Task:
Retype the lines of data below, starting at the line containing "trunk in the photo above." and ending at the line containing "x=831, y=687", with both of those lines included.
=== Entries supplied ===
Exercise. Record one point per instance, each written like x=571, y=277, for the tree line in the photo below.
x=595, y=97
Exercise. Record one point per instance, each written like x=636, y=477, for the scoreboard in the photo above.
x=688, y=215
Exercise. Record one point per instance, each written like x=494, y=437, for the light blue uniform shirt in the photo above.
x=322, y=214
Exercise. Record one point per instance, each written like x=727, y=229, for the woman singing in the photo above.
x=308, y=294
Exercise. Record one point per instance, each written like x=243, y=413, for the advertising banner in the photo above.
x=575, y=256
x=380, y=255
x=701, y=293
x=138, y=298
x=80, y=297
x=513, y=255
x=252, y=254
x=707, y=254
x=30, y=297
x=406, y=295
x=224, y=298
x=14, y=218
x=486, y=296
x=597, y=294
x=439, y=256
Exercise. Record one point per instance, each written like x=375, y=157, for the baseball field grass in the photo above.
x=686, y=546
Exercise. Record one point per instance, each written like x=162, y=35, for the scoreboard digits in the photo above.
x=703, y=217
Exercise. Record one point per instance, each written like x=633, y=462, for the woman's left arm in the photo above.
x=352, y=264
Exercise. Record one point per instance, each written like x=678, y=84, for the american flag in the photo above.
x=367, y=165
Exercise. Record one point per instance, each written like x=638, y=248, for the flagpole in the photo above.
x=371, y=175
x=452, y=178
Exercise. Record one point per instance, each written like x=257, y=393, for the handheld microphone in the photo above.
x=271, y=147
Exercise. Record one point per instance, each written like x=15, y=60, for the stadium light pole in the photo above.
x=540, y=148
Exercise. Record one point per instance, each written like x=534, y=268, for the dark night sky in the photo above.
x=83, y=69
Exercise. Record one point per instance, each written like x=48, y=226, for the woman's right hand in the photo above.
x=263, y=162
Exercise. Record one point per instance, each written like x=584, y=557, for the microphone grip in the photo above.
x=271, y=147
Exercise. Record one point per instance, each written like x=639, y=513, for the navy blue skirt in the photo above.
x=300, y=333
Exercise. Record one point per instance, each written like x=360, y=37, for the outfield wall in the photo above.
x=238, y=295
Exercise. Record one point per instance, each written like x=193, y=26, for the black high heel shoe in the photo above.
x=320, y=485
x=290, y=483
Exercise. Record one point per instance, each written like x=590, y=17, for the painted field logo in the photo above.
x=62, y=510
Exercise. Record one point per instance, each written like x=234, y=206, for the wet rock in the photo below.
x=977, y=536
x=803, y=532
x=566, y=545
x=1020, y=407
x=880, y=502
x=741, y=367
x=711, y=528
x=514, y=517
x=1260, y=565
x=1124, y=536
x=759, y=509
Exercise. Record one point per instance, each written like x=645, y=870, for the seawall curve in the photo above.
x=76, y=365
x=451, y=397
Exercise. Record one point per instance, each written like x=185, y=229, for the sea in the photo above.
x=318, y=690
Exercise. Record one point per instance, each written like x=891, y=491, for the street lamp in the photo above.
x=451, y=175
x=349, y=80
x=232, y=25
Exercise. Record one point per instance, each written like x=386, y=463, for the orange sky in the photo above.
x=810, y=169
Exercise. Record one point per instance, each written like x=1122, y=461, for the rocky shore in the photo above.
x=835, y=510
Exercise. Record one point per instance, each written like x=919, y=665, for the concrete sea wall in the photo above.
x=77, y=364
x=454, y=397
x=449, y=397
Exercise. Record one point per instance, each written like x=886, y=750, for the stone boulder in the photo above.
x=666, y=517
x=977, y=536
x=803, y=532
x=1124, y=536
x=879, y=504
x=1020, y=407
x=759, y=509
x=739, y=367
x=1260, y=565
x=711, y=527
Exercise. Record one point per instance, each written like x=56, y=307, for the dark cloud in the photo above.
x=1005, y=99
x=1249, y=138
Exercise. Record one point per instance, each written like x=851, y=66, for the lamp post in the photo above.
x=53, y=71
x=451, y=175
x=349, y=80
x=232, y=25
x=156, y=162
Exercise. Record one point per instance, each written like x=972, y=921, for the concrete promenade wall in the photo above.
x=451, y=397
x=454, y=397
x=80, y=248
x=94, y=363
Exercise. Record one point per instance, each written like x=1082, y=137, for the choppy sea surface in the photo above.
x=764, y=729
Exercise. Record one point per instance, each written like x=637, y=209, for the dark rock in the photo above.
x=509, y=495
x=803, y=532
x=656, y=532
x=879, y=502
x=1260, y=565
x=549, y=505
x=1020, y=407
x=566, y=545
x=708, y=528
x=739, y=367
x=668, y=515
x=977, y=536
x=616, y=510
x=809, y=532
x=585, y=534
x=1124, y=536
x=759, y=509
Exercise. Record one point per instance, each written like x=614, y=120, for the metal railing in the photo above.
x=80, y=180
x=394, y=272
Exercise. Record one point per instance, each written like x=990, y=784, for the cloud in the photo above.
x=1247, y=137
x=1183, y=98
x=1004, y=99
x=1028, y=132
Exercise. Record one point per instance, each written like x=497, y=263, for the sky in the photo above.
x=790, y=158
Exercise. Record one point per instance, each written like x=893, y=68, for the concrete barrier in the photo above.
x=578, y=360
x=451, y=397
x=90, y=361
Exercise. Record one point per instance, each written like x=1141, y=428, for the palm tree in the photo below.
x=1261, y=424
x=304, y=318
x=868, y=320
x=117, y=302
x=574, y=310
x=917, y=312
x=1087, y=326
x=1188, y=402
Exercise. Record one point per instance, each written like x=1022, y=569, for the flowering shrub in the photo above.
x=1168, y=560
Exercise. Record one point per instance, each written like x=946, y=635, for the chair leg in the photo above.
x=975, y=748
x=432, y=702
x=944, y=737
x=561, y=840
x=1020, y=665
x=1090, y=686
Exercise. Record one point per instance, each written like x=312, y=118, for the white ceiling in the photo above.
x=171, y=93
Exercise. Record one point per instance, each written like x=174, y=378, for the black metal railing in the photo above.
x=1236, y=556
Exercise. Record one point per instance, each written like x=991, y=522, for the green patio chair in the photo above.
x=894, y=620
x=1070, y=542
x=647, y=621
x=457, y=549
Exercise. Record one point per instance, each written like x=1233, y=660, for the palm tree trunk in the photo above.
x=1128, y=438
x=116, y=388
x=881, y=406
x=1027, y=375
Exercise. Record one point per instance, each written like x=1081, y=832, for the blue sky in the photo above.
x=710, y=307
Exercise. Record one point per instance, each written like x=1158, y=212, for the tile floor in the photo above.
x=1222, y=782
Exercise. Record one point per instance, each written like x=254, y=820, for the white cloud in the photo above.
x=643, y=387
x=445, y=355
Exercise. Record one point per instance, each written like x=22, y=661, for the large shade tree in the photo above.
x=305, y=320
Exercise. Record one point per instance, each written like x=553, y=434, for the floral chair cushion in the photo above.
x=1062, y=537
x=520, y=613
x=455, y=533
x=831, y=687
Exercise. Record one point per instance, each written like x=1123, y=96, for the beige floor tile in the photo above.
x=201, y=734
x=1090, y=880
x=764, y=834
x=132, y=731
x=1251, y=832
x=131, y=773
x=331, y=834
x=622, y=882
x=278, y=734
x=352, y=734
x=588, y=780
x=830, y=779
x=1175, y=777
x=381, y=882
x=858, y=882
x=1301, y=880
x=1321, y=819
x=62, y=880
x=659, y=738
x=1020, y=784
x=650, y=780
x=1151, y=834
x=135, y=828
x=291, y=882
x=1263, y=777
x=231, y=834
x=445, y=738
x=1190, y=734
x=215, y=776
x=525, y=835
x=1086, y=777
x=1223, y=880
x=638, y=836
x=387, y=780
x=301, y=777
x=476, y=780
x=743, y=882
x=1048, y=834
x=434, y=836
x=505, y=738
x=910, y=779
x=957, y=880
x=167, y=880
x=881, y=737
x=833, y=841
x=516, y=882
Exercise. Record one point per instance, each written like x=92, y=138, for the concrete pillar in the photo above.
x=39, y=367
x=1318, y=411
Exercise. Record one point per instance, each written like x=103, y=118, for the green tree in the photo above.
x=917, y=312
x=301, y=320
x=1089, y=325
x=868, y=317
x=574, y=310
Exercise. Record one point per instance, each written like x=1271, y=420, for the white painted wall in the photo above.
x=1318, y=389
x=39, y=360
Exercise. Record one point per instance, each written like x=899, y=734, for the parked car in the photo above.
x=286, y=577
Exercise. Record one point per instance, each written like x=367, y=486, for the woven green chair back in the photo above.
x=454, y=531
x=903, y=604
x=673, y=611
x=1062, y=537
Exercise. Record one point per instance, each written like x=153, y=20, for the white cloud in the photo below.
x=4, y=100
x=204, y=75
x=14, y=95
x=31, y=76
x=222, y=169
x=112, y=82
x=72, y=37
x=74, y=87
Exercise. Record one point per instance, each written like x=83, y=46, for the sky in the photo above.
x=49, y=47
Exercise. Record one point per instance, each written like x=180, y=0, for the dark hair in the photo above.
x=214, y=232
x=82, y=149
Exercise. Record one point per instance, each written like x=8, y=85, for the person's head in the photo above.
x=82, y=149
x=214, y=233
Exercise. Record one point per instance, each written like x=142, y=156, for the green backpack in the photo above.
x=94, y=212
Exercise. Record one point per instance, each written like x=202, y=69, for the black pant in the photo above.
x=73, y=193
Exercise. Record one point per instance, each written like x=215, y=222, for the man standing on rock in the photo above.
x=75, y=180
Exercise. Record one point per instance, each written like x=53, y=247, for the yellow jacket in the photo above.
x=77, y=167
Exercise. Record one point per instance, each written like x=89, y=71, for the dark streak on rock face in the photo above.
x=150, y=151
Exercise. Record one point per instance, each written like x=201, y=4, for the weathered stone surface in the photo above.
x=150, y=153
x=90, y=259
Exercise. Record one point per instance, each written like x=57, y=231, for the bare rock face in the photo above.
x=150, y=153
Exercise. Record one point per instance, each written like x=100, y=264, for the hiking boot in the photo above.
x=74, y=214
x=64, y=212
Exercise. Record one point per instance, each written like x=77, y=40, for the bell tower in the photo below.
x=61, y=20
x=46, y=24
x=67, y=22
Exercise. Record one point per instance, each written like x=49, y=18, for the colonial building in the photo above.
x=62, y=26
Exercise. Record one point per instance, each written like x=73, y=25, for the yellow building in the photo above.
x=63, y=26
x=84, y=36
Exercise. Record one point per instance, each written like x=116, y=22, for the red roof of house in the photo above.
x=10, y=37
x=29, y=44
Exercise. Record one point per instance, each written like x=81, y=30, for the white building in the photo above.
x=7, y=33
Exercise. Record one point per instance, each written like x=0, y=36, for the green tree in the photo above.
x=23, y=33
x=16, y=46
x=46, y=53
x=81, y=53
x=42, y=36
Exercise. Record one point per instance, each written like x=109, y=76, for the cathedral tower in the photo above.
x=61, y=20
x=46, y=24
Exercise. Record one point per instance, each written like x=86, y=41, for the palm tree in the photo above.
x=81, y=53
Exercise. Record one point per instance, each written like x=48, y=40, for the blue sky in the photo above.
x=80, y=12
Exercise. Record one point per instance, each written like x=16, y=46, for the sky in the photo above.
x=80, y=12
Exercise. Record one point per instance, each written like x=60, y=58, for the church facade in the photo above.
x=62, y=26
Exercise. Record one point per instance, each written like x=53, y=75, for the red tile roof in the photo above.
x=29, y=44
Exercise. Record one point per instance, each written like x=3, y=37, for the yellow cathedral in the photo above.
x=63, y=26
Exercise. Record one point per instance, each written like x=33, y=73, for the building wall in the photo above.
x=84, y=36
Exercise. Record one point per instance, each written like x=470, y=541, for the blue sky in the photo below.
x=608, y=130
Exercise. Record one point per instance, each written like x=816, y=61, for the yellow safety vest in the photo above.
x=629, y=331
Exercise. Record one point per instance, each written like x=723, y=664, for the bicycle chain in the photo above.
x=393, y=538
===
Solution for this task:
Exercise. Record one point per instance, each written like x=1233, y=660, for the palm tree trunk in the photo above.
x=1128, y=438
x=116, y=388
x=881, y=406
x=1027, y=375
Exercise. Record one point per instance, each written like x=1081, y=832, for the blue sky in the photo above.
x=710, y=307
Exercise. Record one point per instance, each written like x=1158, y=212, for the tile floor in the photo above.
x=1222, y=782
Exercise. Record one point per instance, each written like x=254, y=820, for the white cloud in the photo above.
x=643, y=387
x=445, y=355
Exercise. Record one point per instance, each written like x=22, y=661, for the large shade tree in the photo above.
x=305, y=320
Exercise. Record one point per instance, each written like x=553, y=434, for the floral chair cushion in the photo above.
x=1062, y=537
x=520, y=613
x=455, y=533
x=831, y=687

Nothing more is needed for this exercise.